*** Passage for review Section Begins ***

Welcome to another installment of our BDC Market Weekly Review where we discuss market activity in the Business Development Company ("BDC") sector from both the bottom-up - highlighting individual news and events - as well as the top-down - providing an overview of the broader market.

We also try to add some historical context as well as relevant themes that look to be driving the market or that investors ought to be mindful of. This update covers the period through the first week of June.

Be sure to check out our other Weeklies - covering the Closed-End Fund ("CEF") as well as the preferreds/baby bond markets for perspectives across the broader income space. Also, have a look at our primer of the BDC sector with a focus on how it compares to credit CEFs.

Market Action

The previous week's rally in the BDC sector stalled as the sector delivered a total return of about -1%. Underperformers were largely the higher-valuation BDCs whose valuations continued to compress - echoing the already familiar trend in the sector this year as the following chart shows.

Systematic Income

Systematic Income

The year-to-date sector return stands at around -5% with six stocks still in the green. Out of these six, four of them have been in our High Income Portfolio since the start of the year (out of six total BDC holdings) - a strong confirmation of the margin-of-safety approach in the sector.

Systematic Income

Systematic Income

The sector average valuation (blue horizontal line) stands below the historic average and median figures though, as we suggested last week, this is probably overstated since NAVs have likely moved lower by 1-2% from their Q1 levels.

Systematic Income

Systematic Income

Market Themes

BDCs had a very volatile last couple of weeks, delivering a kind of market whiplash to sector investors. In this section we take a look at how individual BDCs have behaved through the recent period. This can give investors a sense of potential volatility in the future. It can also provide an anchor to valuations and give investors a sense of how rich or cheap individual BDCs really are relative to their recent lows.

The overall move in the index looks like the following. The sector rallied around 2% from the start of the year to its most recent peak in April, then fell around 14% to the trough and rallied back by around 4%.

Systematic Income

Systematic Income

Let's take a look at the sector on an individual basis. To give an example of what we are after, let's take a look at the daily TRIN valuation chart below where we see that its current valuation has increased by around 9% from its recent trough and stands at 109%.

Systematic Income

Systematic Income

This translates into the following chart where the valuation bounce from the recent trough (i.e. the 9% in the case of TRIM) is shown on the y-axis and the current valuation (i.e. 109% in the case of TRIN) is shown on the x-axis.

Systematic Income

Systematic Income

We see that TRIN has seen the largest bounce from its trough across the entire sector with ARCC and FDUS not far behind. More interestingly, perhaps, is that a number of BDCs remain fairly depressed and very close to their recent troughs such as GBDC and BXSL.

BXSL is, arguably, under pressure because of its upcoming lock-up expiration so we don't expect it to zoom higher until it's behind us. That said, we do see long-term value in its relatively modest 96% valuation. This is how its valuation chart looks.

*** Passage for review Section Ends ***

Tasks to carry out —
1. In the BDC weekly review, what is the sector's year-to-date return?
2. The BDC weekly review says the sector's average valuation appears lower than its historic average and median. Explain why the review thinks this figure is probably overstated.
3. From the BDC weekly review, pull out the stretch from "The overall move" through "on the x-axis.".

*** Information Section Begins ***

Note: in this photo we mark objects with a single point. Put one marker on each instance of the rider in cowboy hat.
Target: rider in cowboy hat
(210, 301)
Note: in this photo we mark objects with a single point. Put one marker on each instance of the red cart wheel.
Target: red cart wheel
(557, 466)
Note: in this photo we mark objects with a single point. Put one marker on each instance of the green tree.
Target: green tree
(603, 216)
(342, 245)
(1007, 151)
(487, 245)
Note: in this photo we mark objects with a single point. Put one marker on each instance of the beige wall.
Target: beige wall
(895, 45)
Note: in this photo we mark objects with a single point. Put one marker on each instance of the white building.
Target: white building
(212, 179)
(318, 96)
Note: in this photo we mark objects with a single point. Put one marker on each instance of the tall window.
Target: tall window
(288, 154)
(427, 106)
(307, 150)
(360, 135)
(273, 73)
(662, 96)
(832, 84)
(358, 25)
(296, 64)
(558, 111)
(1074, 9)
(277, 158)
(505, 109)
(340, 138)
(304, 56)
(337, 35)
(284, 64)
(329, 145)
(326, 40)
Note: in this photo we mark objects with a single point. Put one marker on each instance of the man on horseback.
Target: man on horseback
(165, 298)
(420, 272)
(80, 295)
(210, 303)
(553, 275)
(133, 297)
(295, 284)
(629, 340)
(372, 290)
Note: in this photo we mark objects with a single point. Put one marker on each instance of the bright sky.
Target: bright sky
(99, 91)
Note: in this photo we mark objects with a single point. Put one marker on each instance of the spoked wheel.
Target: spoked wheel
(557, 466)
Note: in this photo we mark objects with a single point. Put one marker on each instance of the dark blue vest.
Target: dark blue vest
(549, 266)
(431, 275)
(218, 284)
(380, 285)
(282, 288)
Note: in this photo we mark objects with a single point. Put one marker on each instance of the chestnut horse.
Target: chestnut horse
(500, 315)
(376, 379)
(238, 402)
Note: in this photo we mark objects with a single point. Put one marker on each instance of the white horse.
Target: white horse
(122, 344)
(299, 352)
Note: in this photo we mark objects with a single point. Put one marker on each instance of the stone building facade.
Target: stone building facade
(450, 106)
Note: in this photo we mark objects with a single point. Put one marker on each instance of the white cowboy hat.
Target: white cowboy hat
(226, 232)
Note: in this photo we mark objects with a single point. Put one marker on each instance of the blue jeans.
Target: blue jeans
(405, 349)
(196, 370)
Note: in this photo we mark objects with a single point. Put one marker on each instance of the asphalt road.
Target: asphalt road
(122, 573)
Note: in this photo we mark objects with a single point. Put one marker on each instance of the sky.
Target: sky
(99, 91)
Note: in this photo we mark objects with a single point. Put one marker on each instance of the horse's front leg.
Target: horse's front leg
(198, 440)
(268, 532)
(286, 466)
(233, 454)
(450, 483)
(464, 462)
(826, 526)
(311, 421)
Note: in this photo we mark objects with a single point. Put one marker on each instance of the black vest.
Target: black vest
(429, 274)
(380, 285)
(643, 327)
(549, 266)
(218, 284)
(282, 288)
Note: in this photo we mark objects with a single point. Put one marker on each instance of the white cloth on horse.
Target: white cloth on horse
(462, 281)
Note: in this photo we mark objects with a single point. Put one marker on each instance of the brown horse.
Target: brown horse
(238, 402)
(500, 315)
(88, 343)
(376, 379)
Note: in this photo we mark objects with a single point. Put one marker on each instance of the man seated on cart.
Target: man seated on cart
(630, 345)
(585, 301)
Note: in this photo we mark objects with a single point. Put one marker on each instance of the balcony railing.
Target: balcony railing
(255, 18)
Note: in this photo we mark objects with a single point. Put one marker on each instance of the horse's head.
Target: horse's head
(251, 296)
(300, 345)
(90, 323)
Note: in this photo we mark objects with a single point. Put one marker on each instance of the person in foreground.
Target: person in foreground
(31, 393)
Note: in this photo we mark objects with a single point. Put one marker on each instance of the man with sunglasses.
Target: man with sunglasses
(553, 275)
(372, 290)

*** Information Section Ends ***

Results of the tasks —
1. Around -5%.

2. NAVs have likely fallen by 1-2% from their Q1 levels. The valuation figure doesn't reflect that drop yet, so the gap below the historic figures probably looks larger than it really is.

3.
The overall move in the index looks like the following. The sector rallied around 2% from the start of the year to its most recent peak in April, then fell around 14% to the trough and rallied back by around 4%.

Systematic Income

Systematic Income

Let's take a look at the sector on an individual basis. To give an example of what we are after, let's take a look at the daily TRIN valuation chart below where we see that its current valuation has increased by around 9% from its recent trough and stands at 109%.

Systematic Income

Systematic Income

This translates into the following chart where the valuation bounce from the recent trough (i.e. the 9% in the case of TRIM) is shown on the y-axis and the current valuation (i.e. 109% in the case of TRIN) is shown on the x-axis.